# [EXTRAIT FOURNI]
+ + + + + + +

Dès les premières quarante-huit heures de l’attaque de Gaza par les Israéliens, des initiatives ont été prises pour tenter d’aboutir à un cessez-le-feu, ou bien pour interférer dans la crise dans un sens précis. D’une façon générale, on a trouvé deux bords, cherchant à négocier ou à faire croire qu’on cherchait à négocier, du bout des lèvres pour certains, voire même sans cacher l’intention de poursuivre l’attaque pour le cas bien connu des Israéliens.

Ce qui nous intéresse ici, c’est la répartition des acteurs qui sont intervenus, et de quel côté. Cela ne détermine rien d’assuré pour l’avenir mais permet de rendre compte d’une rupture des alignements qui serait plutôt un réalignement, notamment par rapport à la crise syrienne qui a apporté tant de bouleversements durant ces douze derniers mois. Grosso modo, il y a les USA du côté d’Israël, en apparence sans aucune restriction, voire même laissant faire complètement l’attaque, mais susceptible de changer d’habitude… En l’occurrence et comme à l’habitude, l’administration Obama ne montre pas une attitude très glorieuse, toujours paralysée par ses contraintes lobbyistes, ses divers centres de pouvoir, les pressions bureaucratiques, par le caractère incertain de son président et ainsi de suite. (De ce point de vue, on ne voit pour l’instant pas le moindre signe que le second terme d’Obama, plus que jamais personnage d’une prudence tortueuse et d’une habileté politicienne à mesure, avec le caractère d’indécision qu’il faut, apporte un changement significatif par rapport à ce qui a précédé. Cela peut venir puisqu’il ne coûte rien d’espérer... On verra.)

+ + + + + + +

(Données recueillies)

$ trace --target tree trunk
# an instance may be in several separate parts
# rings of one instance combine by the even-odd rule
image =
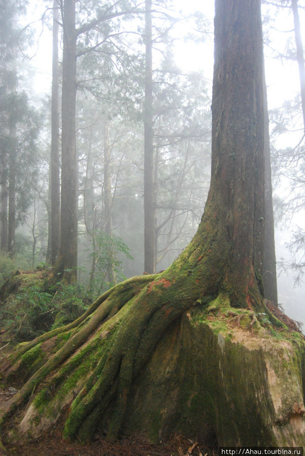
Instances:
[[[63,8],[60,244],[53,274],[56,280],[61,276],[73,282],[78,254],[75,0],[65,0]]]
[[[144,269],[156,269],[152,129],[152,38],[151,0],[145,3],[145,100],[144,102]]]
[[[13,72],[13,91],[16,92],[17,75]],[[8,225],[8,251],[11,257],[15,255],[16,232],[16,120],[13,115],[10,120],[10,146],[9,150],[9,217]]]
[[[266,299],[278,305],[277,260],[274,239],[274,219],[272,198],[272,176],[270,157],[269,118],[267,102],[267,88],[263,71],[264,90],[264,156],[265,169],[265,214],[263,271],[262,279]]]
[[[59,184],[59,113],[58,103],[58,21],[57,0],[53,2],[51,150],[51,264],[55,264],[59,248],[60,192]]]
[[[110,240],[112,236],[112,222],[111,215],[111,180],[110,175],[110,146],[109,144],[109,126],[107,121],[104,121],[104,209],[105,210],[105,232]],[[110,243],[108,254],[109,264],[107,268],[107,280],[111,285],[117,282],[116,271],[113,264],[113,246]]]
[[[304,66],[304,51],[302,43],[302,35],[300,19],[297,8],[297,0],[291,0],[291,6],[293,13],[293,21],[294,22],[294,34],[295,44],[296,46],[296,58],[298,65],[298,70],[300,75],[300,84],[301,88],[301,100],[302,102],[302,111],[303,113],[303,124],[305,133],[305,67]]]
[[[9,155],[6,147],[1,152],[1,193],[0,194],[0,222],[1,222],[2,252],[8,251],[8,203]]]
[[[25,381],[0,415],[7,438],[63,419],[64,437],[83,442],[107,429],[110,439],[302,445],[304,339],[268,310],[260,277],[259,0],[216,0],[215,59],[212,178],[196,234],[166,271],[119,284],[3,363],[10,385]]]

+ + + + + + +

# [LES TÂCHES]
(1) Recopiez à l'identique la portion de l'extrait qui débute par les mots « Dès les premières » et s'achève par « connu des Israéliens. ».
(2) D'après l'extrait, par rapport à quelle crise le réalignement des acteurs est-il notamment évoqué ?
La liste provient d'une source distincte de l'extrait.

# [RÉPONSES DANS L'ORDRE]
(1)
Dès les premières quarante-huit heures de l’attaque de Gaza par les Israéliens, des initiatives ont été prises pour tenter d’aboutir à un cessez-le-feu, ou bien pour interférer dans la crise dans un sens précis. D’une façon générale, on a trouvé deux bords, cherchant à négocier ou à faire croire qu’on cherchait à négocier, du bout des lèvres pour certains, voire même sans cacher l’intention de poursuivre l’attaque pour le cas bien connu des Israéliens.

(2) La crise syrienne.